==== Data listing ====
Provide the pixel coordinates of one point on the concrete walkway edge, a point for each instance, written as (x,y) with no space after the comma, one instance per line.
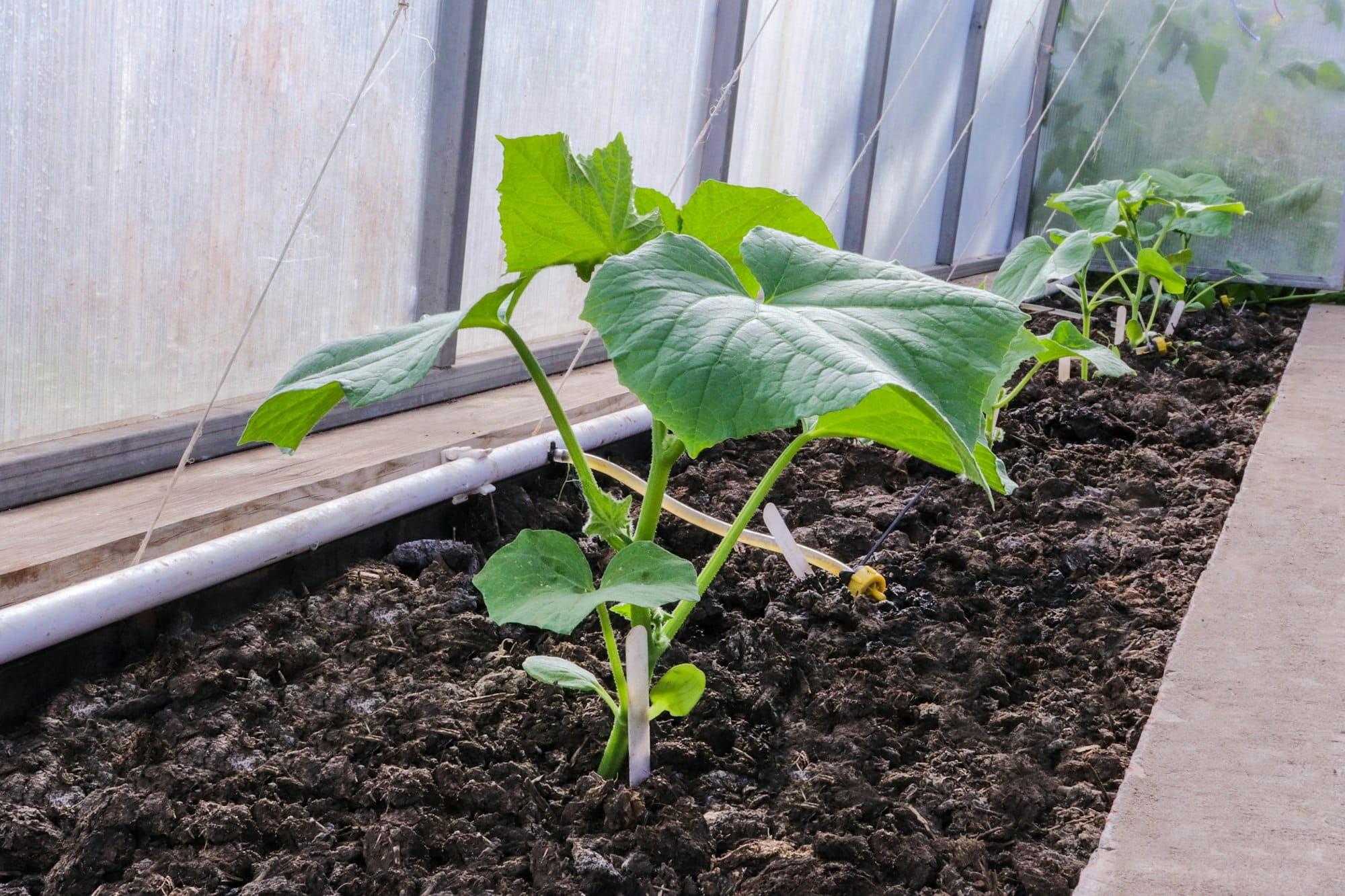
(1238,783)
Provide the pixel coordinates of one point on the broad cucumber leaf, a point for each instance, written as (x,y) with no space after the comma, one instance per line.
(365,369)
(1206,224)
(1096,206)
(1206,188)
(1032,264)
(1066,341)
(1233,208)
(679,692)
(1297,200)
(1207,58)
(902,421)
(543,579)
(1246,272)
(649,200)
(362,370)
(714,364)
(722,214)
(553,670)
(1153,264)
(1331,77)
(563,209)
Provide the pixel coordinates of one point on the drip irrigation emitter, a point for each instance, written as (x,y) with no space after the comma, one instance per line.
(861,580)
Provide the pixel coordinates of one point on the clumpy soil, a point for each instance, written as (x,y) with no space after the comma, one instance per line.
(966,736)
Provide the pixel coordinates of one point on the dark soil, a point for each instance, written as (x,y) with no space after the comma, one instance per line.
(966,736)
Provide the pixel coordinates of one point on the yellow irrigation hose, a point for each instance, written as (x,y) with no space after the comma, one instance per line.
(866,580)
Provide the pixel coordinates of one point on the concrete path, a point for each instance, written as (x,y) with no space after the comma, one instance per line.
(1238,784)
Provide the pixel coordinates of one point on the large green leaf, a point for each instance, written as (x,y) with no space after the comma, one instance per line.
(722,214)
(1207,58)
(905,423)
(1096,206)
(1034,263)
(365,369)
(362,369)
(1153,264)
(553,670)
(543,579)
(563,209)
(714,364)
(1065,341)
(679,692)
(1206,188)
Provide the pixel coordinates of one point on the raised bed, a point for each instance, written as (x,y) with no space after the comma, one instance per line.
(377,735)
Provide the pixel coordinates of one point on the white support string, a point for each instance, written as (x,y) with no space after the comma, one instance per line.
(934,184)
(887,108)
(716,108)
(266,290)
(723,99)
(1114,107)
(1036,127)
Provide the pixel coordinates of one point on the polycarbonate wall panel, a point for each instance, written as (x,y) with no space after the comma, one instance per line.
(1001,128)
(1268,116)
(153,159)
(917,136)
(800,101)
(590,69)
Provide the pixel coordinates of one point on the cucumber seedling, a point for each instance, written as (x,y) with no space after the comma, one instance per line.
(1144,231)
(728,317)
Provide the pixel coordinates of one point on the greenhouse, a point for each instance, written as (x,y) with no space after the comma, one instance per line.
(688,447)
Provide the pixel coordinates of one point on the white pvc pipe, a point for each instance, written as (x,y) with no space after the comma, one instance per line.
(81,608)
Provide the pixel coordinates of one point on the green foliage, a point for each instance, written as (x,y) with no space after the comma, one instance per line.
(563,673)
(716,364)
(742,318)
(1066,341)
(1141,217)
(722,214)
(564,209)
(362,370)
(543,579)
(679,692)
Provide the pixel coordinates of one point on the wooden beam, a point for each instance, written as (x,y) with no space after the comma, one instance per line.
(76,537)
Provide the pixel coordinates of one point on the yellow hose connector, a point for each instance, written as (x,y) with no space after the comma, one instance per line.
(868,581)
(863,581)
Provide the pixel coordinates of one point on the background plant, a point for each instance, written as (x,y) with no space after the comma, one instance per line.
(730,317)
(1144,229)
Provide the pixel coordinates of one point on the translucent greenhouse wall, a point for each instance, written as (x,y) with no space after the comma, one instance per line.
(1268,116)
(157,154)
(153,158)
(556,67)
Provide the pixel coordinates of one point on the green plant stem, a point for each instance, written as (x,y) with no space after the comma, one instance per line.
(664,455)
(1023,382)
(563,424)
(731,538)
(617,748)
(614,653)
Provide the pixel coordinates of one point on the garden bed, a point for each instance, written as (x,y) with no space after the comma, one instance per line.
(377,736)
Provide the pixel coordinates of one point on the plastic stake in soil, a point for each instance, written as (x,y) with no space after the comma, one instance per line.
(789,546)
(1175,319)
(638,701)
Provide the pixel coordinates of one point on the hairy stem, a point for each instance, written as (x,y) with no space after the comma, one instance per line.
(1023,382)
(731,538)
(614,653)
(664,455)
(592,494)
(617,748)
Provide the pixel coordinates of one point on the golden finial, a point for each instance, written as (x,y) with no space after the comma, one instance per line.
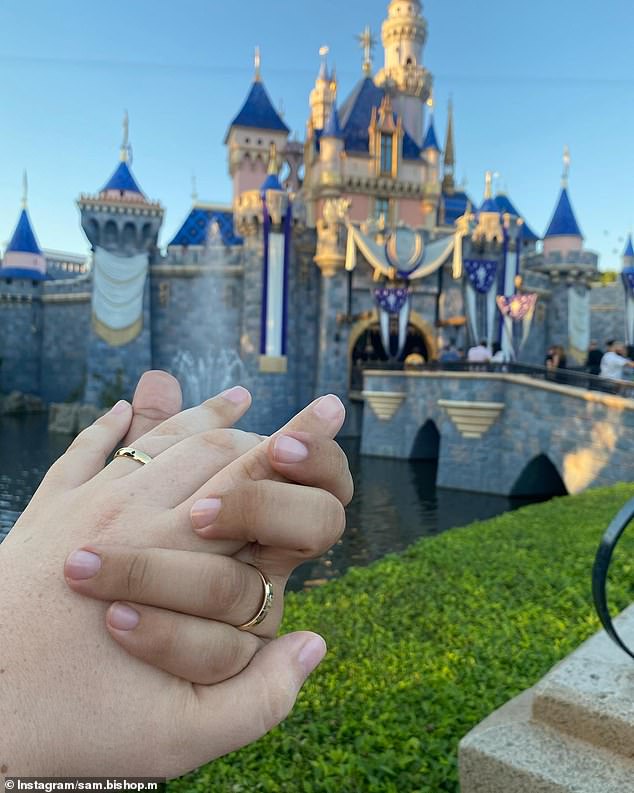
(25,189)
(488,185)
(194,190)
(367,43)
(564,177)
(273,160)
(125,145)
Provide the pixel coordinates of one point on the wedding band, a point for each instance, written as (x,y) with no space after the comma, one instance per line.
(267,602)
(133,454)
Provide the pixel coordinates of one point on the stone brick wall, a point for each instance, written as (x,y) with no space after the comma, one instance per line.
(588,436)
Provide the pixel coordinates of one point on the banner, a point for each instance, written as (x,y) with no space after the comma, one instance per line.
(117,297)
(578,323)
(395,302)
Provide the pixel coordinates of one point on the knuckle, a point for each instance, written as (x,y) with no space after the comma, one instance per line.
(225,589)
(138,576)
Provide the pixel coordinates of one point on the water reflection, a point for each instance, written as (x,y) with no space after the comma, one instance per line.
(395,501)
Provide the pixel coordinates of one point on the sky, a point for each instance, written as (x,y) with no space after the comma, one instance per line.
(525,79)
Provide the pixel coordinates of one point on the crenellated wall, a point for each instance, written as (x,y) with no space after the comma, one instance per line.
(493,425)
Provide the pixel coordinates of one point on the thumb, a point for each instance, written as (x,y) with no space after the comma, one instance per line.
(241,710)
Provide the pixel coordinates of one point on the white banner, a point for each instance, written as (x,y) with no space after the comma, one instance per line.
(117,297)
(275,295)
(578,323)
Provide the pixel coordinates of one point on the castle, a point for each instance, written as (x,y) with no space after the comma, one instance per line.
(353,247)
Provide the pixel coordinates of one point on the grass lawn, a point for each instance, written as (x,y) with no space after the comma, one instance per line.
(424,645)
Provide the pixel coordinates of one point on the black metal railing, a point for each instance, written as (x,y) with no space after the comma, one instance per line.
(577,378)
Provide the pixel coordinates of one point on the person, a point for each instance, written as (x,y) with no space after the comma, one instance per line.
(480,353)
(593,360)
(614,361)
(181,534)
(499,356)
(450,354)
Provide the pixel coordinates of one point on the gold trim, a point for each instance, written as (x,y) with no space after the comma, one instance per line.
(384,404)
(117,338)
(273,364)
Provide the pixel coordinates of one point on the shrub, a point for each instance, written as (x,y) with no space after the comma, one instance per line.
(424,645)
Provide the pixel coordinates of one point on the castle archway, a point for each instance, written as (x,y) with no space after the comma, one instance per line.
(539,478)
(365,346)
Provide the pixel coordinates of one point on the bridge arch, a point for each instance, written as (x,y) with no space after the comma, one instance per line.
(426,444)
(539,477)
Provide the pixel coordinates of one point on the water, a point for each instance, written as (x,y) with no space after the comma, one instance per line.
(395,501)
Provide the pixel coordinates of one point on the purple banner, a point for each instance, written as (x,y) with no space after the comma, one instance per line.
(628,279)
(481,274)
(517,307)
(391,300)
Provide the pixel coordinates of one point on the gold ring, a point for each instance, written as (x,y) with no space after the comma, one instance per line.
(267,602)
(133,454)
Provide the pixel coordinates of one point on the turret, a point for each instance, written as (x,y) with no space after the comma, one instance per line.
(404,34)
(431,149)
(255,128)
(324,94)
(23,257)
(122,225)
(563,233)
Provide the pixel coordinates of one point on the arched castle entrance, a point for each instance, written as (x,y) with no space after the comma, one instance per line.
(365,346)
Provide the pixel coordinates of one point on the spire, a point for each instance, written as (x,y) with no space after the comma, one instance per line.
(25,190)
(448,184)
(566,171)
(323,69)
(194,190)
(367,43)
(257,63)
(124,154)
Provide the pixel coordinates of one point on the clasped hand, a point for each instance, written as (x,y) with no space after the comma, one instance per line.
(162,557)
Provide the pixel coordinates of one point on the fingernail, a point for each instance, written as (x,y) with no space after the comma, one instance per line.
(237,395)
(81,565)
(312,654)
(123,618)
(205,511)
(289,450)
(329,408)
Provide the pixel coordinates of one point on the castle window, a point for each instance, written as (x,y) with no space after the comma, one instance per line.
(387,149)
(382,208)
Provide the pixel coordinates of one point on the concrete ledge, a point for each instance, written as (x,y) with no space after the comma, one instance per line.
(572,733)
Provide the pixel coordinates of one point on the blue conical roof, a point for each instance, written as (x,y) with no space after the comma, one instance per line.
(563,223)
(489,205)
(333,127)
(122,179)
(271,183)
(258,111)
(431,141)
(23,239)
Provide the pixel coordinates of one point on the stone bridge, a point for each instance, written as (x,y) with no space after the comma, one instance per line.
(502,433)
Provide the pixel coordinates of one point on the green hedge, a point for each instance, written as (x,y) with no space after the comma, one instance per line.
(424,645)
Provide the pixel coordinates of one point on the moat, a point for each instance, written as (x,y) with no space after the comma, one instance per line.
(395,501)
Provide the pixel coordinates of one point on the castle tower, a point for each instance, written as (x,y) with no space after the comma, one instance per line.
(251,134)
(403,34)
(22,270)
(324,94)
(122,226)
(570,270)
(23,255)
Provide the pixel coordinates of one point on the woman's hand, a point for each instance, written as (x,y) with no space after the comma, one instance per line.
(112,714)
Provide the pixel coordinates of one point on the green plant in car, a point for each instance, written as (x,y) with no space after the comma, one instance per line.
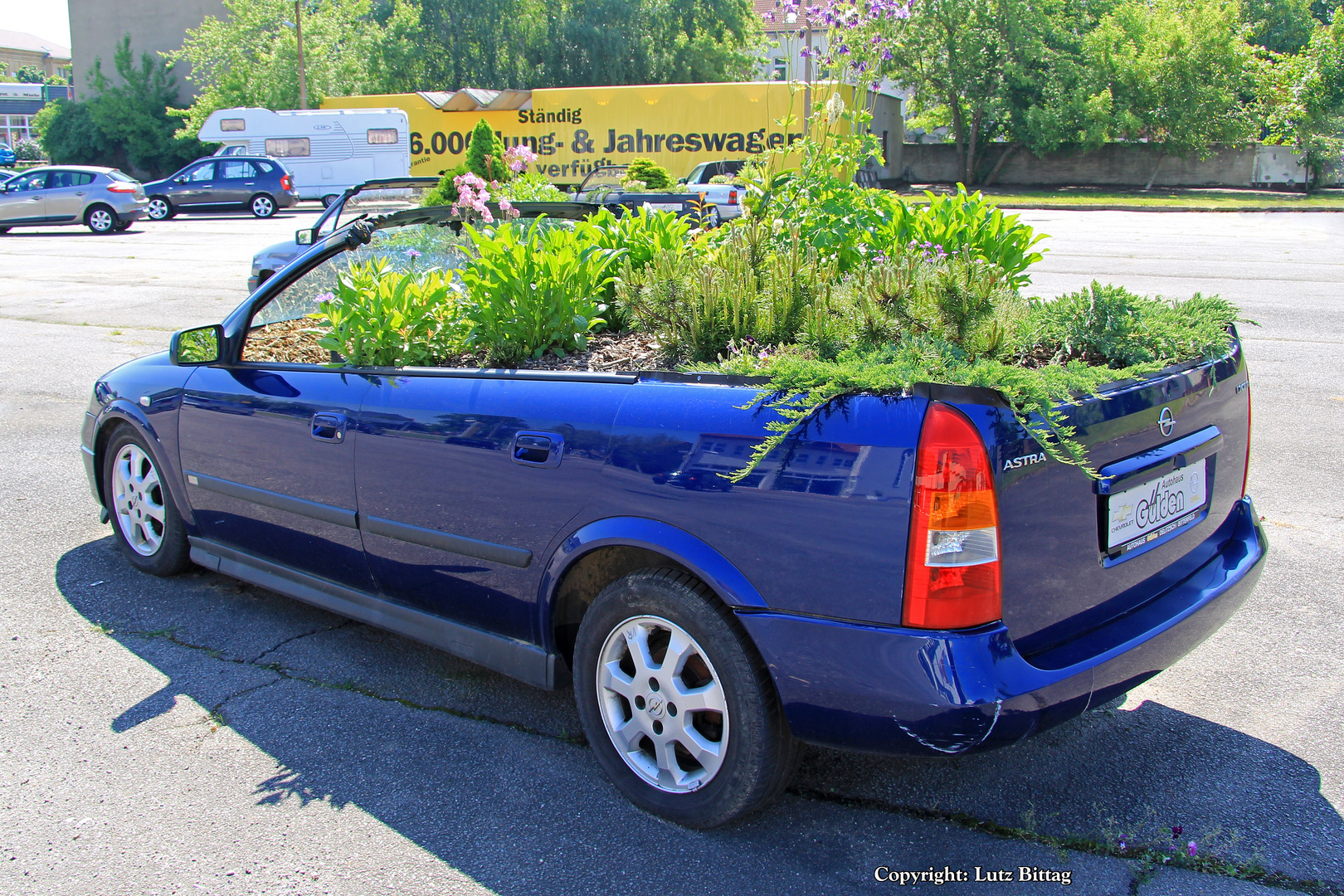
(533,290)
(382,317)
====
* [Your task] Everything from the line containing "green plant in" to the last line of the records above should be reproduced exactly, except the pictures.

* [Answer]
Provide the pixel coordinates of one point on the green plant in car, a point for each instance, written as (x,y) with no space after the comma, one instance per line.
(533,290)
(382,317)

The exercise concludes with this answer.